▶ Extrahierter Text
Jeder WM-Held erhält für den in der Heimat euphorisch gefeierten Triumph 250 000 Euro Siegprämie. Zur Titelparty flogen die Gewinner noch am Abend in ihr Duisburger WM-Quartier zurück. Mit an Bord war auch der aus 18-karätigem Massiv-Gold bestehende und vom Italiener Silvio Gazzaniga 1970 in Mailand kreierte WM-Pokal. Ihn nahm Kapitän Cannavaro um 23:01 Uhr von Bundespräsident Horst Köhler entgegen.

Fünf Tage nach dem 2:0-Erfolg über den WM-Dritten Deutschland ließ Marcello Lippi in seinem 29. Länderspiel als Italiens Coach seine Elf erstmals in unveränderter Formation beginnen. Und obwohl beide Teams wie fast immer nur mit einer Sturmspitze agierten, entwickelte sich bei sommerlichen Temperaturen von 28 Grad statt des befürchteten taktischen Abtastens zunächst eine tempogeladene, später dann aber doch eine an Ereignissen recht arme Partie auf mäßigem Niveau.

▶ Aufgabenstellung
Geben Sie den Text über Italiens WM-Triumph vollständig und wortgetreu wieder.

▶ Inhalt des Datensatzes
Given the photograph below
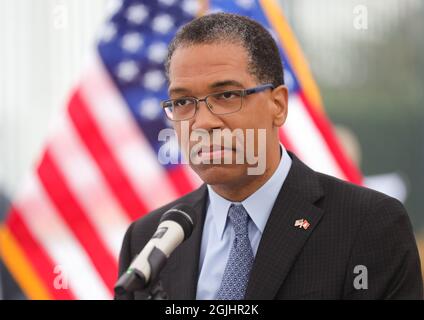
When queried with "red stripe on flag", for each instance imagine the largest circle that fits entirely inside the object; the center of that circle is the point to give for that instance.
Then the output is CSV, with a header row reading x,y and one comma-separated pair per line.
x,y
324,126
180,180
103,156
69,208
35,253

▶ Erwartete Antwort
Jeder WM-Held erhält für den in der Heimat euphorisch gefeierten Triumph 250 000 Euro Siegprämie. Zur Titelparty flogen die Gewinner noch am Abend in ihr Duisburger WM-Quartier zurück. Mit an Bord war auch der aus 18-karätigem Massiv-Gold bestehende und vom Italiener Silvio Gazzaniga 1970 in Mailand kreierte WM-Pokal. Ihn nahm Kapitän Cannavaro um 23:01 Uhr von Bundespräsident Horst Köhler entgegen.

Fünf Tage nach dem 2:0-Erfolg über den WM-Dritten Deutschland ließ Marcello Lippi in seinem 29. Länderspiel als Italiens Coach seine Elf erstmals in unveränderter Formation beginnen. Und obwohl beide Teams wie fast immer nur mit einer Sturmspitze agierten, entwickelte sich bei sommerlichen Temperaturen von 28 Grad statt des befürchteten taktischen Abtastens zunächst eine tempogeladene, später dann aber doch eine an Ereignissen recht arme Partie auf mäßigem Niveau.